_GOAL OF THE EXERCISE_: Set each entry down verbatim, omitting images.

_DATA_:
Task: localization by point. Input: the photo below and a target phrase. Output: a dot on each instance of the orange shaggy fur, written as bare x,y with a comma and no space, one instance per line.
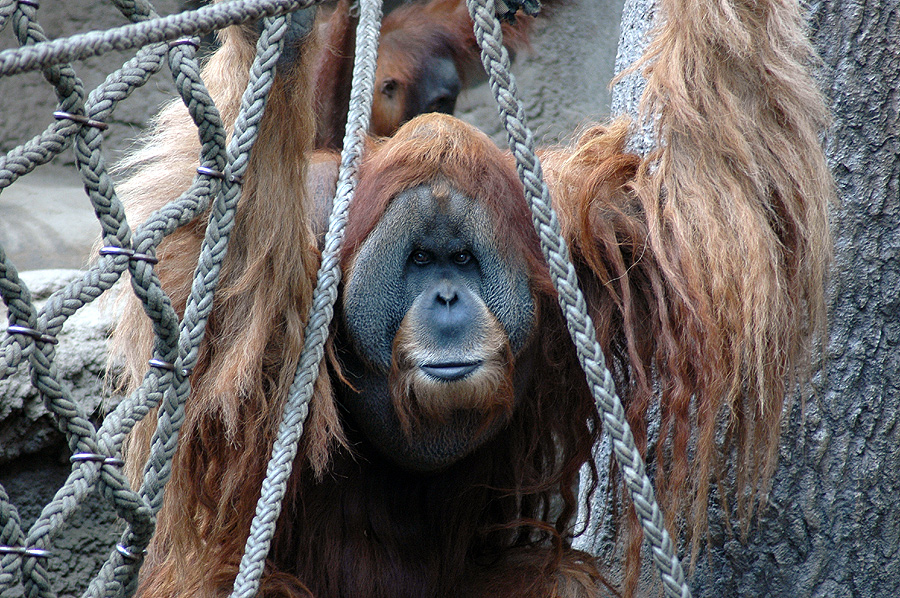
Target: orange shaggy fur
703,265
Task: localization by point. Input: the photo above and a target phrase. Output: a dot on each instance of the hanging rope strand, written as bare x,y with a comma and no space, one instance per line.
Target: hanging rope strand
521,142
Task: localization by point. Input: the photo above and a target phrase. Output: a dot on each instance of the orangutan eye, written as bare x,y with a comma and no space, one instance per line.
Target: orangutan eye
421,258
462,258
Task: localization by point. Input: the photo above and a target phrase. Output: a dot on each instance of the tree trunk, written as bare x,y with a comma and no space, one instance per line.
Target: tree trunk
831,526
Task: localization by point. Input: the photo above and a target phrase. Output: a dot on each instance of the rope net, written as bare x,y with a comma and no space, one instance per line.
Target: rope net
30,336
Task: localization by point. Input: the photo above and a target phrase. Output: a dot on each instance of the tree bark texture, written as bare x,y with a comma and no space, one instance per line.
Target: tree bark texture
831,526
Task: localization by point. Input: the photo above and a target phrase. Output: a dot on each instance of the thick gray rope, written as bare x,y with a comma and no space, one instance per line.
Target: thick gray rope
285,447
84,45
118,575
521,142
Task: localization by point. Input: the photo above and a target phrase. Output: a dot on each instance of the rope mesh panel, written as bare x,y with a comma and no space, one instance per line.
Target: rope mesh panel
31,335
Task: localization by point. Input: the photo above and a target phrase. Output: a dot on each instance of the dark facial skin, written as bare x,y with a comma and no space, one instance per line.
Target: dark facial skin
432,264
437,88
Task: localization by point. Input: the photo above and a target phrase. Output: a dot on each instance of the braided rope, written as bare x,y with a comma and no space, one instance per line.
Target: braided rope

_COMPLETED EXERCISE_:
Task: localization by point. Input: the photo below and a target phrase. Output: a dot on each instance of the orange shaggy fur, written as bare x,y with a comma and no space, one instance per line.
Target: orange shaggy fur
703,265
Task: localization by point. Input: the photo above and a target phrase. Output: a dot on each instance of the hanging rope strand, written as bare x,y with a comma and no space, one instance per line.
Target: hanging rope strand
521,142
Task: localization by point. Input: the photo above and a target phrase. Output: a dot on each instance of the orangutan eye, written as bare x,y with a comma and no space, one instance per line.
Target: orangutan eye
421,258
462,258
Task: localization by point. Input: the photo above and a target phrase. Output: a dot on each instance of the tree trunk, written as bare x,y with a comma and no space, one instance per line.
Target: tree trunk
831,526
Task: localization by point. Input: the photo above and a target phrase. Output: a dot on each instance of the rope net, written as bare x,y with a comma and no space, one instance per line.
Target: rope net
30,336
Task: localization by point. Input: the photo above and a target phrase. Output: a dot on each instance of the tree bark texture, written as bare x,y with a comma and no space, one instance per line.
Target: tree bark texture
831,526
Task: localization by point. Input: the photo above and a target phrase. Output: a dot on each instance of the thick gray rope, written as bare x,y with a comma and no space, one instance per line.
Target: thick gray rope
285,447
84,45
118,575
521,142
Task: localization by point. Input: the photo above and a target phrase. Output: a dot on each instance of the rope mesh panel, written as bare x,y with a comma and no space, one instance per line.
Target: rope mesh panel
31,335
Task: localization by point. Input: the photo above and a target phrase. Output: a dot on each instance of the dark facial skin, written as bare x,y with a comma and no space, one instance per line.
Target: dark facial skin
432,264
437,88
Task: localization by point. Input: the photo above and a target phrase. Output: a dot on each instance of the braided rope, written as bare x,y with a comma and no space, one instance per line.
Target: braided rope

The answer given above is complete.